--- Begin STORED RECORDS ---

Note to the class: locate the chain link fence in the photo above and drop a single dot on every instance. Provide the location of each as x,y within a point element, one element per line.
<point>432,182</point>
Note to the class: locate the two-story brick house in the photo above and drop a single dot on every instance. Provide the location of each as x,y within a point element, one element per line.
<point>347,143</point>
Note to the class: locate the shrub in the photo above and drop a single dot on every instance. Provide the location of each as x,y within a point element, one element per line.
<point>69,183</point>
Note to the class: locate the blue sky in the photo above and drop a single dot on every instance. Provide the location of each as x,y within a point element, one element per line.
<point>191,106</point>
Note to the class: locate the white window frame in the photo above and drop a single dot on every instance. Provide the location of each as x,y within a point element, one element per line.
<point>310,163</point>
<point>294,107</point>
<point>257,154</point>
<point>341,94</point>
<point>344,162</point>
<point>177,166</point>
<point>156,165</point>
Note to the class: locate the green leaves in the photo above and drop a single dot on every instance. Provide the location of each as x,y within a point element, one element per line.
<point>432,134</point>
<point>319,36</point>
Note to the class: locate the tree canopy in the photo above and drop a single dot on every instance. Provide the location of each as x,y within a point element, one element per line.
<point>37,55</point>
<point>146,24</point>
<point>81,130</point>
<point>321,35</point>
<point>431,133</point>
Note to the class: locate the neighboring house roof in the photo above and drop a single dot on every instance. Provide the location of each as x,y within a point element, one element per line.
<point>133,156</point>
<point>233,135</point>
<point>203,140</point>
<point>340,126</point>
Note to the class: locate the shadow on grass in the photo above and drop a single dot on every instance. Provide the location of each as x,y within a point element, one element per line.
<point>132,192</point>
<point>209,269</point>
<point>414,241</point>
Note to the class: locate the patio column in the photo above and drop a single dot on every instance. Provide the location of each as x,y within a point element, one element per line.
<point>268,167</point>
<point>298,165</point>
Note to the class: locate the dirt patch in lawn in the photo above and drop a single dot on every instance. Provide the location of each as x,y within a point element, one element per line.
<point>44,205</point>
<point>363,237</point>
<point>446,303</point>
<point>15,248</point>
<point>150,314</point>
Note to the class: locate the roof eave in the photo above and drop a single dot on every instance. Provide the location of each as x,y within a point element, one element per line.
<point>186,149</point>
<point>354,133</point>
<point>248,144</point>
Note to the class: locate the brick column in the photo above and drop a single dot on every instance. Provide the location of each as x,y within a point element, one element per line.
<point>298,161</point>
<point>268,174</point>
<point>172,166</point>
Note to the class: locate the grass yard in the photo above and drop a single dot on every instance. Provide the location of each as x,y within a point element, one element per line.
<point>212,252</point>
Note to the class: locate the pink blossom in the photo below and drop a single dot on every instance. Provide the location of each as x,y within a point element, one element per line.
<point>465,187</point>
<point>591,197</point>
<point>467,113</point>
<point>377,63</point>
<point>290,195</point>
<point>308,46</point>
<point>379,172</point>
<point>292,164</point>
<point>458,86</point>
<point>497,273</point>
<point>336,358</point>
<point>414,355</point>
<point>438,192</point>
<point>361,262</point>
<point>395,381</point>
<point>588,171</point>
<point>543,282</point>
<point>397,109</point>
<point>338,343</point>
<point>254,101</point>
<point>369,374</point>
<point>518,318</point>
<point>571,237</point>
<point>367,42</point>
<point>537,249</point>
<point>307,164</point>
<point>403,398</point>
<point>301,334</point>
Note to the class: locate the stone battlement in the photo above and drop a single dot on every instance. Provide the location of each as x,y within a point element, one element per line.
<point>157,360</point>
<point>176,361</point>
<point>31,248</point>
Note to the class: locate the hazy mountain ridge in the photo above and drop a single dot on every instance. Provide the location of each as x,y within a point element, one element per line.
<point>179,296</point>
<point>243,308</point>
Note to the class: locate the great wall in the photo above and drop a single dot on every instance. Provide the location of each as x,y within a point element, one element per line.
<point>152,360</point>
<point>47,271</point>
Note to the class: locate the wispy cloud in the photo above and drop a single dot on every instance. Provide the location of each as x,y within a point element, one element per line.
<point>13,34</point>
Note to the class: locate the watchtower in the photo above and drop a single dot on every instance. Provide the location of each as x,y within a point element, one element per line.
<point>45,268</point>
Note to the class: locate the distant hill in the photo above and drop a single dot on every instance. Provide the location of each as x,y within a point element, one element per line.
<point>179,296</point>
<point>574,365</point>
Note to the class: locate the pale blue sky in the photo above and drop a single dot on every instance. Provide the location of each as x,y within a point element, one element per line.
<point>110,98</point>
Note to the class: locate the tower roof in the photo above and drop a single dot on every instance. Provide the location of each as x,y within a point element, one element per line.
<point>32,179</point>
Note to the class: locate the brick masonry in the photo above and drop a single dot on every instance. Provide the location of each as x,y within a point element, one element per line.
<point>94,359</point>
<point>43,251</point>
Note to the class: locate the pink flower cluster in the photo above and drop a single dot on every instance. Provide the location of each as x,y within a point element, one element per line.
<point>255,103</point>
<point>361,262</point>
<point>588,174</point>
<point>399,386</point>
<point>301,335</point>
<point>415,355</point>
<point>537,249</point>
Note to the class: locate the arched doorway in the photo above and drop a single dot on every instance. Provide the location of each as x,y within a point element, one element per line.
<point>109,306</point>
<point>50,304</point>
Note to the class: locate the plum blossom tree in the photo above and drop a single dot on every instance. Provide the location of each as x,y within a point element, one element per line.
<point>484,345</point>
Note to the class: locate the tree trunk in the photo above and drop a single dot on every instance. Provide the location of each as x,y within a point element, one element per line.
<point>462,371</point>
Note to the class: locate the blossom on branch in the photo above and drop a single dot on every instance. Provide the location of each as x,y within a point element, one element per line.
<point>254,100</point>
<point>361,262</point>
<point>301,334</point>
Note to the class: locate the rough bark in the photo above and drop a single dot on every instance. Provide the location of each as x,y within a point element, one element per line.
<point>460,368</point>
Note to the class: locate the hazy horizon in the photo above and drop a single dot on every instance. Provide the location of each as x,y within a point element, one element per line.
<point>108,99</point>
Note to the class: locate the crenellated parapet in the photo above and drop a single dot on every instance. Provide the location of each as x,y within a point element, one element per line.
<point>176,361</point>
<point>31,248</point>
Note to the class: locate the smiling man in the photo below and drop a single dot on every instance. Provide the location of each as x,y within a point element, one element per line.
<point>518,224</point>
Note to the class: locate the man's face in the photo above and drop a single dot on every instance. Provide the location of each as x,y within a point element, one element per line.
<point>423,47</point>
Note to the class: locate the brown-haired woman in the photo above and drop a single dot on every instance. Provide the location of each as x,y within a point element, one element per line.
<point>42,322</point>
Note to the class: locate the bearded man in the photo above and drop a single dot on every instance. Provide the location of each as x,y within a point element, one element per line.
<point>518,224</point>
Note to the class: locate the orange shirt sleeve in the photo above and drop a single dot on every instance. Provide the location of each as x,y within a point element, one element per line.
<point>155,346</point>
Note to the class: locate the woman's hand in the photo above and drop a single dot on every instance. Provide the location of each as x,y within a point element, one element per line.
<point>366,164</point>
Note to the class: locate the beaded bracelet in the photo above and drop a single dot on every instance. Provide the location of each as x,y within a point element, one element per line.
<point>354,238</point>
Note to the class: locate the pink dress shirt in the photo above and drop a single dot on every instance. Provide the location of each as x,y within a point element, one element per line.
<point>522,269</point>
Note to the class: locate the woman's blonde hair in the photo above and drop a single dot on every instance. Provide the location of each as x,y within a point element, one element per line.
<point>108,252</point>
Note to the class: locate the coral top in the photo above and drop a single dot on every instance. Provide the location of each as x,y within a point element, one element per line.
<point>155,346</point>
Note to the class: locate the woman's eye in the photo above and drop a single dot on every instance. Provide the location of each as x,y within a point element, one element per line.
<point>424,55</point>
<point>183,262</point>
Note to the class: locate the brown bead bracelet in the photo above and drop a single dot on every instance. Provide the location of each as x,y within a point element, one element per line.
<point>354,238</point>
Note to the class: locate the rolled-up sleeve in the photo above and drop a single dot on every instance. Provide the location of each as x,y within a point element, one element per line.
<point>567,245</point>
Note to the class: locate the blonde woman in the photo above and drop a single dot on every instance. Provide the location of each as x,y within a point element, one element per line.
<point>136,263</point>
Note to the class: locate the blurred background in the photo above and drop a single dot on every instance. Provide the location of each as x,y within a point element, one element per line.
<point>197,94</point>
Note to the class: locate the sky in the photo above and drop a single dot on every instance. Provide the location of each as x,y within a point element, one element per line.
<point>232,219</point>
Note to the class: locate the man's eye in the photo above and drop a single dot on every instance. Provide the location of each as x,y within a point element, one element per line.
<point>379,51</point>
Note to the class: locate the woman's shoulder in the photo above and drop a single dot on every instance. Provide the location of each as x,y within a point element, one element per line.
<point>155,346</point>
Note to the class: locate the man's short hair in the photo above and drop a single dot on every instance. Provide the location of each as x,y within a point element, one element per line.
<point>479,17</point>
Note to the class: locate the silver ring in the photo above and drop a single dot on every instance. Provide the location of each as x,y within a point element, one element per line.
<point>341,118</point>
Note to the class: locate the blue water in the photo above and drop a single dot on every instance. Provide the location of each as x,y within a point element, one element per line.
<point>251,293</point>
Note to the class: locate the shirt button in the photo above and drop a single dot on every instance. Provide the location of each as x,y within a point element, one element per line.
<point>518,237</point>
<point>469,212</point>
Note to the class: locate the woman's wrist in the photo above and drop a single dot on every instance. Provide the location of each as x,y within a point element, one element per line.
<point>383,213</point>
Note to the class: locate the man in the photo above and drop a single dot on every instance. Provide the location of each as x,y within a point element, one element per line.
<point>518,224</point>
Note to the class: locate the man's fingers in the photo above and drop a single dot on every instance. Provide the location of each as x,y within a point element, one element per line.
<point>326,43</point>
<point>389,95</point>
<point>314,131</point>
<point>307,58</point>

--- End STORED RECORDS ---

* **EXERCISE PROMPT**:
Rewrite the material from the line containing "Note to the class: locate the man's short" up to and including the line containing "<point>479,17</point>", replacing "short hair" with "cropped hair" and leaving everything else unchanged. Give only those lines.

* **REPLY**:
Note to the class: locate the man's cropped hair in the photo above and drop a single dot on every instance. Provide the location of each as x,y within a point element, one element per line.
<point>479,17</point>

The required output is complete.